#### Work item
In full and without alteration, print the entries.

#### Input for this task
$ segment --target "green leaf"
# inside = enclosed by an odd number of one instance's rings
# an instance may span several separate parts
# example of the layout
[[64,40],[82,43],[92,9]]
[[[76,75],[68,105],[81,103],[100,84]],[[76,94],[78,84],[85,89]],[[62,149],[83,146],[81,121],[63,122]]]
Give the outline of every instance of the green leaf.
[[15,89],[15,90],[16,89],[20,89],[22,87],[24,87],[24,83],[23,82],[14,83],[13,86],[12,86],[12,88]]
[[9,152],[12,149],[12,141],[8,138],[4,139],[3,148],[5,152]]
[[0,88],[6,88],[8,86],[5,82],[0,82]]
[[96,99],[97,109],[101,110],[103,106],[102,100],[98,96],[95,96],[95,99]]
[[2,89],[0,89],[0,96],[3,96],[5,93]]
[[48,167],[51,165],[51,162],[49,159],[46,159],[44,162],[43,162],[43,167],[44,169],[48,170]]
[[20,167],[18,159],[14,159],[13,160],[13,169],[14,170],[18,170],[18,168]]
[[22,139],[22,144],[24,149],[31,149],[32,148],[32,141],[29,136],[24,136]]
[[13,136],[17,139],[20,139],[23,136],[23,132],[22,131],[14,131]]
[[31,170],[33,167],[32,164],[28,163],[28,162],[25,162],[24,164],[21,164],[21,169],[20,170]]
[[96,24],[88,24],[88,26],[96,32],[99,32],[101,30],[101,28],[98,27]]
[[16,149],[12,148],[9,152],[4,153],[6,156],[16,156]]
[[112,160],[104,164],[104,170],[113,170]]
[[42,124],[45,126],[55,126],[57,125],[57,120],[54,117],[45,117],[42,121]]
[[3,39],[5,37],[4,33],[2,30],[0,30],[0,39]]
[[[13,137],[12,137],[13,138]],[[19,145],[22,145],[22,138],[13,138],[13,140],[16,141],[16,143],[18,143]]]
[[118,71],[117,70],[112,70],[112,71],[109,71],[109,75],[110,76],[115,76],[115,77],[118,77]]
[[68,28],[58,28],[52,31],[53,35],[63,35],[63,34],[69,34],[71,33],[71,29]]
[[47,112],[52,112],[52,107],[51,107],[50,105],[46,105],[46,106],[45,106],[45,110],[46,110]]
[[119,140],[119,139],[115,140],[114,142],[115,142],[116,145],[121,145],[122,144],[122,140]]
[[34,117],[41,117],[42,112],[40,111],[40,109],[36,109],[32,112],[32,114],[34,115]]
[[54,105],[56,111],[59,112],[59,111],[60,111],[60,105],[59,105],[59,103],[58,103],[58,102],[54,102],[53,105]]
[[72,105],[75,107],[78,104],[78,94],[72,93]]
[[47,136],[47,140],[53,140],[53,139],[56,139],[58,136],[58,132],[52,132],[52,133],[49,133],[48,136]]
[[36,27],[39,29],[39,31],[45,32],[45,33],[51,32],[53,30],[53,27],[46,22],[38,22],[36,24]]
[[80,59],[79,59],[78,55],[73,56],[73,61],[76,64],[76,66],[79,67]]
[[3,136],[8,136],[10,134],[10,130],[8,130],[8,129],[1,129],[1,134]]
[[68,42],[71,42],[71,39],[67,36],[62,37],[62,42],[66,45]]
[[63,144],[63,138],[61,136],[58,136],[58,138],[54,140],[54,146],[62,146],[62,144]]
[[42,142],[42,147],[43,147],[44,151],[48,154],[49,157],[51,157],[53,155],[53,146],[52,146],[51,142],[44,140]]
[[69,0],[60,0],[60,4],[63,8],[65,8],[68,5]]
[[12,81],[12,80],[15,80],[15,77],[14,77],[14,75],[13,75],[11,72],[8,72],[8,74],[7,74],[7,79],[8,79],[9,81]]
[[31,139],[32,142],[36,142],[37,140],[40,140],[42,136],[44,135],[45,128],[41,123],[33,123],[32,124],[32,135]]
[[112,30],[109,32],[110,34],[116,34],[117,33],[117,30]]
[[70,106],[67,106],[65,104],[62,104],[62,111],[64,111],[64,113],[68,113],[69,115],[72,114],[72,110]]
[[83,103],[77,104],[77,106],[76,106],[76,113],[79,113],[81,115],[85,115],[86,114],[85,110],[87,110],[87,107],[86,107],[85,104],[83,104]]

#### Expected answer
$ segment --target "green leaf"
# inside = enclosed by an odd number of one instance's rings
# an instance may span several separate parts
# example of the layout
[[64,40],[82,43],[92,9]]
[[[76,75],[68,105],[81,103],[100,84]],[[76,94],[78,84],[85,89]],[[62,149],[83,146],[81,121],[63,122]]]
Give the outline of every instance of the green leaf.
[[15,89],[15,90],[16,89],[20,89],[22,87],[24,87],[24,83],[23,82],[14,83],[13,86],[12,86],[12,88]]
[[9,152],[12,149],[12,141],[8,138],[4,139],[3,148],[5,152]]
[[0,88],[6,88],[8,86],[5,82],[0,82]]
[[96,99],[97,109],[101,110],[103,106],[102,100],[98,96],[95,96],[95,99]]
[[2,89],[0,89],[0,96],[3,96],[5,93]]
[[48,167],[51,165],[51,162],[49,159],[46,159],[44,162],[43,162],[43,167],[44,169],[48,170]]
[[20,167],[18,159],[14,159],[13,160],[13,169],[14,170],[18,170],[18,168]]
[[22,139],[22,144],[24,149],[31,149],[32,148],[32,141],[29,136],[24,136]]
[[13,136],[17,139],[20,139],[23,136],[23,132],[22,131],[14,131]]
[[31,170],[33,167],[32,164],[28,163],[28,162],[25,162],[24,164],[21,164],[21,169],[20,170]]
[[96,24],[88,24],[88,26],[96,32],[99,32],[101,30],[101,28],[98,27]]
[[16,149],[12,148],[9,152],[4,153],[6,156],[16,156]]
[[112,160],[104,164],[104,170],[113,170]]
[[42,124],[45,126],[55,126],[57,125],[57,120],[54,117],[45,117],[42,121]]
[[3,39],[5,37],[4,33],[2,30],[0,30],[0,39]]
[[[13,137],[12,137],[13,138]],[[19,145],[22,145],[22,138],[13,138],[13,140],[16,141],[16,143],[18,143]]]
[[118,71],[117,70],[112,70],[112,71],[109,71],[109,75],[110,76],[115,76],[115,77],[118,77]]
[[68,28],[58,28],[52,31],[53,35],[63,35],[63,34],[69,34],[71,33],[71,29]]
[[47,112],[52,112],[52,107],[51,107],[50,105],[46,105],[46,106],[45,106],[45,110],[46,110]]
[[119,140],[119,139],[115,140],[114,142],[115,142],[116,145],[121,145],[122,144],[122,140]]
[[34,117],[41,117],[42,112],[40,111],[40,109],[36,109],[32,112],[32,114],[34,115]]
[[54,105],[56,111],[59,112],[59,111],[60,111],[60,105],[59,105],[59,103],[58,103],[58,102],[54,102],[53,105]]
[[72,105],[75,107],[78,104],[78,94],[72,93]]
[[47,136],[47,140],[53,140],[53,139],[56,139],[58,136],[58,132],[52,132],[52,133],[49,133],[48,136]]
[[36,27],[39,29],[39,31],[45,32],[45,33],[51,32],[53,30],[53,27],[46,22],[38,22],[36,24]]
[[80,59],[79,59],[78,55],[73,56],[73,61],[76,64],[76,66],[79,67]]
[[3,136],[8,136],[10,134],[10,130],[8,130],[8,129],[1,129],[1,134]]
[[68,42],[71,42],[71,39],[67,36],[62,37],[62,42],[66,45]]
[[63,144],[63,138],[61,136],[58,136],[58,138],[54,140],[54,146],[62,146],[62,144]]
[[42,142],[42,147],[43,147],[44,151],[48,154],[49,157],[51,157],[53,155],[53,146],[52,146],[51,142],[44,140]]
[[69,0],[60,0],[60,4],[63,8],[65,8],[68,5]]
[[12,81],[12,80],[15,80],[15,77],[14,77],[14,75],[13,75],[11,72],[8,72],[8,74],[7,74],[7,79],[8,79],[9,81]]
[[31,139],[32,142],[36,142],[37,140],[40,140],[42,136],[44,135],[45,128],[41,123],[33,123],[32,124],[32,135]]
[[112,30],[109,32],[110,34],[116,34],[117,33],[117,30]]
[[70,106],[67,106],[65,104],[62,104],[62,111],[64,111],[64,113],[68,113],[69,115],[72,114],[72,110]]
[[83,103],[77,104],[77,106],[76,106],[76,113],[79,113],[81,115],[85,115],[86,114],[85,110],[87,110],[87,107],[86,107],[85,104],[83,104]]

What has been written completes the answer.